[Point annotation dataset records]
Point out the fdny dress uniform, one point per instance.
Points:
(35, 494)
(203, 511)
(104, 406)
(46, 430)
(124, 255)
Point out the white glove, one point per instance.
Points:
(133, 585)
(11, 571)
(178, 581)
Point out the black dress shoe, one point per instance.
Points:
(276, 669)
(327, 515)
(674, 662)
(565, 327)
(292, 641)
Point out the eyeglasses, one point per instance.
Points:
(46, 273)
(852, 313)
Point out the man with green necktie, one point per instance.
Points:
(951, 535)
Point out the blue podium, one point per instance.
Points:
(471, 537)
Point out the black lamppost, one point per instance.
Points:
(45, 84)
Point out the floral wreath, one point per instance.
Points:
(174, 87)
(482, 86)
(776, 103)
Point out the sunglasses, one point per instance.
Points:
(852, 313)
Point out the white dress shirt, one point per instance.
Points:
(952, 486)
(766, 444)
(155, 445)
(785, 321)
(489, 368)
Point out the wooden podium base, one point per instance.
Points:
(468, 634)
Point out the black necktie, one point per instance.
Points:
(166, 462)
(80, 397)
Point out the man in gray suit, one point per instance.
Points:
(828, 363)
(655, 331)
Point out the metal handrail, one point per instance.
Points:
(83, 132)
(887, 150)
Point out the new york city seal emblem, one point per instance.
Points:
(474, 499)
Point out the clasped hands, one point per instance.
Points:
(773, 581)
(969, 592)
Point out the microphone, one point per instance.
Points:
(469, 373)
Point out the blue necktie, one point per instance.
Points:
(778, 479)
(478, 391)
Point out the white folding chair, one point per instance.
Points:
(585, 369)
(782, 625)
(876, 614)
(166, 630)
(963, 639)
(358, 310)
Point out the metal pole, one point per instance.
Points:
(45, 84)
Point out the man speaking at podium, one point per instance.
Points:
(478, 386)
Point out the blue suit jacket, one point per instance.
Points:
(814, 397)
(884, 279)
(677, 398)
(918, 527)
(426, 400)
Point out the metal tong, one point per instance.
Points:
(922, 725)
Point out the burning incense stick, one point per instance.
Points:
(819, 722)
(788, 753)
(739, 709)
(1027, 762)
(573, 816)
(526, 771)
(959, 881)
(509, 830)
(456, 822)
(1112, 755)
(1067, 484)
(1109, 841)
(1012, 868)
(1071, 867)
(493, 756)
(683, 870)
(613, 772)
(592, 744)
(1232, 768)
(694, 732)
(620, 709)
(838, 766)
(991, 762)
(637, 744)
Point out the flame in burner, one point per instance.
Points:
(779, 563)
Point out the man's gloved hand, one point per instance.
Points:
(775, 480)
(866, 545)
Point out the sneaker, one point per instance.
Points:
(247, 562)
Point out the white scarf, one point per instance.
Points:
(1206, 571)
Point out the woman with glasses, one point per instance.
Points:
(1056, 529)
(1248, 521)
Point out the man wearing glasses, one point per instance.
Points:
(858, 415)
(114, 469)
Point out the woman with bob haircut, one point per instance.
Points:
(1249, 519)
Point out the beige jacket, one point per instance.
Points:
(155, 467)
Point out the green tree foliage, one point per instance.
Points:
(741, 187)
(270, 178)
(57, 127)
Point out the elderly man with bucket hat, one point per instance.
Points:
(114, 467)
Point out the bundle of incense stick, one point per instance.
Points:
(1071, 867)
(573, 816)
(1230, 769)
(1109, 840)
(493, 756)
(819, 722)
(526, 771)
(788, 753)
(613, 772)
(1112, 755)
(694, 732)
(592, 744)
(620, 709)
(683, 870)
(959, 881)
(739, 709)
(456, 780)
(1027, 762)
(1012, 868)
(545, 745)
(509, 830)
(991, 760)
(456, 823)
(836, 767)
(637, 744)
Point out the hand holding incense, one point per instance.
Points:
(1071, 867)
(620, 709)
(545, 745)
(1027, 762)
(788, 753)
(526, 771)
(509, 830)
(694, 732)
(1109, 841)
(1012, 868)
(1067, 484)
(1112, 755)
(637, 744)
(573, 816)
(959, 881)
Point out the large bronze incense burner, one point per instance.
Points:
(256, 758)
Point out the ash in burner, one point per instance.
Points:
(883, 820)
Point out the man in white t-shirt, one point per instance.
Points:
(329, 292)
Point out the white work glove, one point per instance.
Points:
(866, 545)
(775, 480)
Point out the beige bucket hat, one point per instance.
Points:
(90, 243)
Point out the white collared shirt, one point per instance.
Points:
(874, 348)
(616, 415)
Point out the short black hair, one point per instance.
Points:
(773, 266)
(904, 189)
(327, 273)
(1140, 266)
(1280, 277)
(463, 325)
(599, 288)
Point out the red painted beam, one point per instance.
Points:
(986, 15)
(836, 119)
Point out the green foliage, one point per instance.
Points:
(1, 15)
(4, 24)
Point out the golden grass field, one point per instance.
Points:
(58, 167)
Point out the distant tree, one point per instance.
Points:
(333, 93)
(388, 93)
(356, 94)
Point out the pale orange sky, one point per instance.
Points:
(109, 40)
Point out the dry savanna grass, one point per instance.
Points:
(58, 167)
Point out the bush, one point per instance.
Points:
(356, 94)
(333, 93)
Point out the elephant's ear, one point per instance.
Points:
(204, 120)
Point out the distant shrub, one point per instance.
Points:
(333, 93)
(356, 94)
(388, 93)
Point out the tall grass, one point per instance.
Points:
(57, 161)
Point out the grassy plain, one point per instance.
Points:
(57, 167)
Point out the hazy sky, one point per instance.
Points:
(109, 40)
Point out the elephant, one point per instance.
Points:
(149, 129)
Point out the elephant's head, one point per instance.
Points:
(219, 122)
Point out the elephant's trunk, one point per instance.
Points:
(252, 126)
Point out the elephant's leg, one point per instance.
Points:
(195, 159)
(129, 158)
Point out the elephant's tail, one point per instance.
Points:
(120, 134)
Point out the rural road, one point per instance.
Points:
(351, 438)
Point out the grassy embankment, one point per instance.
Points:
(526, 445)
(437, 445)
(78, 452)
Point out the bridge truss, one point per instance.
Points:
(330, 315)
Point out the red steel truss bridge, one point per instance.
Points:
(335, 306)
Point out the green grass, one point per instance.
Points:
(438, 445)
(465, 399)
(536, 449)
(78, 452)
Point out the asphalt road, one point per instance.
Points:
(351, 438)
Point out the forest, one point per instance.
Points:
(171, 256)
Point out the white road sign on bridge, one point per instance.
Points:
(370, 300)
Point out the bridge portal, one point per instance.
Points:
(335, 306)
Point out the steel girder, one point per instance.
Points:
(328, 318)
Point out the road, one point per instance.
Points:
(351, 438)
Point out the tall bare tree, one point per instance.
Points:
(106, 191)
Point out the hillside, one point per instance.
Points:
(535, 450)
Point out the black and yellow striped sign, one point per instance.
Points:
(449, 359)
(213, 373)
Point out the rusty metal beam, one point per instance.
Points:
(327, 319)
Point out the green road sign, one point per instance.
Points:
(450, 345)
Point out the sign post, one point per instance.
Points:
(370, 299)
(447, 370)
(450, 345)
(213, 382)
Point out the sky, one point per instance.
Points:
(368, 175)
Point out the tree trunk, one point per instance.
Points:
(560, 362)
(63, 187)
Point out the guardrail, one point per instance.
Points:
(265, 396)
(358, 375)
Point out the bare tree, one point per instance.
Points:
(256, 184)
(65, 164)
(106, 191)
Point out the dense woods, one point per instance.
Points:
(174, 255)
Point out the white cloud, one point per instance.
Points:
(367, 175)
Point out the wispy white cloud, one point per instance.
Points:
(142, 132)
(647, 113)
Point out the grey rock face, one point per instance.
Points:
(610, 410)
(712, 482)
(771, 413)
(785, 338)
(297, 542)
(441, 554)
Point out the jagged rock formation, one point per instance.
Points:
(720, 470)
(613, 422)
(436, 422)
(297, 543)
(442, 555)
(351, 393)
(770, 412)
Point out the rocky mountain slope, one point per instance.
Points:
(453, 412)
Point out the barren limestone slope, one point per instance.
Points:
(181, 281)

TASK STATEMENT — Every line above needs to be retyped exactly.

THE RESPONSE —
Point out the fdny dress uniform, one point per instance.
Points:
(35, 494)
(203, 511)
(104, 406)
(46, 430)
(124, 255)
Point out the white glove, one point per instance.
Points:
(133, 585)
(11, 571)
(178, 581)
Point out the black dress shoe, one point per instance.
Points:
(276, 669)
(327, 515)
(674, 662)
(565, 327)
(292, 641)
Point out the eyeglasses, one point per instance.
Points:
(46, 273)
(852, 313)
Point out the man with green necktie, one point per instance.
Points:
(951, 535)
Point out the blue podium, one point per instance.
Points:
(471, 537)
Point out the black lamppost, one point per instance.
Points:
(45, 84)
Point out the floral wreath, one point per instance.
Points:
(174, 87)
(482, 86)
(776, 103)
Point out the sunglasses, one point per instance.
Points:
(852, 313)
Point out the white dress shirt, one point per instance.
Points:
(952, 486)
(766, 444)
(155, 445)
(785, 321)
(489, 368)
Point out the wooden podium base, one point per instance.
Points:
(468, 634)
Point out the black necktie, one point per instance.
Points:
(166, 462)
(80, 397)
Point out the man in gray suit, one point per instance.
Points:
(828, 363)
(655, 331)
Point out the metal handrail, one point per instance.
Points:
(83, 132)
(887, 150)
Point out the new york city seal emblem, one point per instance.
Points:
(474, 499)
Point out the clasped hands, one point per instance.
Points:
(773, 581)
(969, 592)
Point out the microphone, one point per instance.
Points:
(469, 373)
Point out the blue necktie, one point per instance.
Points:
(778, 479)
(478, 391)
Point out the white folding chair, one point per instance.
Points:
(585, 369)
(782, 625)
(876, 614)
(166, 630)
(963, 639)
(358, 310)
Point out the metal pole, one point per instance.
Points:
(45, 84)
Point out the man speaking at podium, one point per instance.
Points:
(478, 386)
Point out the blue suit jacket, one point per instance.
Points:
(814, 397)
(884, 279)
(677, 398)
(918, 527)
(426, 400)
Point out the metal tong, one point per instance.
Points:
(922, 725)
Point out the burning incense stick, one point per instance.
Points:
(819, 722)
(788, 753)
(739, 709)
(1027, 762)
(573, 816)
(526, 771)
(959, 881)
(509, 830)
(456, 822)
(1112, 755)
(1067, 484)
(1109, 841)
(1012, 868)
(1071, 867)
(493, 756)
(683, 870)
(613, 772)
(592, 744)
(1232, 768)
(694, 732)
(620, 709)
(838, 766)
(991, 762)
(637, 744)
Point out the flame in burner, one point per instance.
Points:
(779, 563)
Point out the man's gloved hand, one point per instance.
Points:
(775, 480)
(866, 545)
Point out the sneaker, one point per instance.
Points:
(247, 562)
Point out the white scarf, one point per instance.
Points:
(1206, 571)
Point out the woman with glasses, one point per instance.
Points:
(1056, 529)
(1248, 521)
Point out the man wearing glasses, one point per instance.
Points:
(858, 415)
(114, 469)
Point out the woman with bob haircut, one point per instance.
Points:
(1249, 519)
Point out the beige jacket, one point per instance.
Points:
(155, 467)
Point out the green tree foliage, one point per instance.
Points:
(741, 187)
(270, 178)
(57, 127)
Point out the elderly man with bucket hat, one point per instance.
Points:
(114, 467)
Point out the bundle of incense stick, one point per instance.
Points:
(1071, 867)
(573, 816)
(1230, 769)
(1109, 840)
(493, 756)
(819, 722)
(526, 771)
(788, 753)
(613, 772)
(1112, 755)
(694, 732)
(592, 744)
(620, 709)
(683, 870)
(959, 881)
(739, 709)
(456, 780)
(1027, 762)
(1012, 868)
(545, 745)
(509, 830)
(991, 760)
(456, 823)
(836, 767)
(637, 744)
Point out the hand holding incense, one point per instance.
Points:
(1071, 867)
(620, 709)
(545, 745)
(1027, 762)
(788, 753)
(526, 771)
(509, 830)
(694, 732)
(1109, 841)
(1012, 868)
(1067, 484)
(1112, 755)
(637, 744)
(573, 816)
(959, 881)
Point out the large bronze incense burner, one point per instance.
Points:
(256, 758)
Point out the ash in burner, one point per instance.
Points:
(883, 820)
Point out the man in white t-shirt, one point per instance.
Points:
(329, 292)
Point out the white work glove, one point per instance.
Points:
(866, 545)
(775, 480)
Point out the beige bucket hat, one point per instance.
Points:
(90, 243)
Point out the white collared shirt, one point per instance.
Points:
(874, 348)
(616, 415)
Point out the short black hair, one point per instance.
Points:
(773, 266)
(904, 189)
(327, 273)
(1140, 266)
(1280, 277)
(463, 325)
(599, 288)
Point out the red painted beam, one point per instance.
Points:
(986, 15)
(836, 119)
Point out the green foliage, one point per instance.
Points:
(1, 15)
(4, 24)
Point out the golden grass field, one point per instance.
Points:
(58, 167)
Point out the distant tree, one point per instance.
Points:
(333, 93)
(388, 93)
(356, 94)
Point out the pale orange sky, one point per instance.
Points:
(109, 40)
Point out the dry savanna grass, one point per instance.
Points:
(58, 167)
Point out the bush, one point per instance.
Points:
(356, 94)
(333, 93)
Point out the elephant's ear, one point per instance.
Points:
(204, 120)
Point out the distant shrub, one point per instance.
Points:
(333, 93)
(356, 94)
(388, 93)
Point out the tall grass, one point per instance.
Points:
(57, 161)
Point out the grassy plain, one point per instance.
Points:
(57, 167)
Point out the hazy sky, one point per instance.
Points:
(109, 40)
Point out the elephant, one point per instance.
Points:
(149, 129)
Point out the elephant's head, one point per instance.
Points:
(219, 122)
Point out the elephant's trunk, one point per instance.
Points:
(252, 126)
Point out the elephant's leg, one point per instance.
Points:
(195, 159)
(129, 158)
Point out the elephant's tail, one point per instance.
Points:
(120, 134)
Point out the rural road, one point per instance.
Points:
(351, 438)
Point out the grassy embankment, one point per instance.
Points:
(526, 445)
(437, 445)
(78, 452)
Point out the bridge truss, one point per instance.
Points:
(330, 315)
Point out the red steel truss bridge, one point per instance.
Points:
(335, 306)
Point out the green grass, one point per instance.
Points:
(438, 445)
(465, 399)
(536, 449)
(78, 452)
Point out the asphalt road, one point per instance.
Points:
(351, 438)
Point out the forest, one point per instance.
Points:
(171, 256)
Point out the white road sign on bridge, one point per instance.
Points:
(370, 300)
Point out the bridge portal, one point per instance.
Points:
(335, 306)
Point out the steel girder, one point per instance.
Points:
(328, 318)
Point out the road, one point per instance.
Points:
(351, 438)
Point out the tall bare tree, one point per instance.
Points:
(106, 191)
Point out the hillside, one point per instance.
Points:
(535, 450)
Point out the black and yellow striped sign, one point per instance.
Points:
(449, 359)
(213, 373)
Point out the rusty metal beam, one point per instance.
Points:
(327, 319)
Point out the green road sign, one point per instance.
Points:
(450, 345)
Point out the sign post, one point per instance.
Points:
(370, 299)
(447, 370)
(450, 345)
(213, 382)
Point out the sky, one point per instance.
Points:
(368, 175)
Point out the tree trunk, one point per instance.
Points:
(560, 362)
(63, 187)
Point out the guardrail, one point per instance.
Points:
(265, 396)
(358, 375)
Point out the bare tree, one point per instance.
Points:
(256, 184)
(65, 164)
(106, 191)
Point out the dense woods, one point per instance.
Points:
(174, 255)
Point out the white cloud, one point per instance.
Points:
(367, 175)
Point out the wispy white cloud, one point per instance.
Points:
(142, 132)
(647, 113)
Point out the grey rock face, one point per instance.
Points:
(610, 410)
(712, 482)
(771, 413)
(785, 338)
(297, 542)
(441, 554)
Point out the jagged rock formation, one point per instance.
Points:
(720, 470)
(613, 422)
(436, 422)
(297, 543)
(442, 555)
(351, 393)
(770, 412)
Point out the rocky mountain slope, one point per instance.
Points:
(453, 412)
Point out the barren limestone slope, one point per instance.
Points:
(181, 281)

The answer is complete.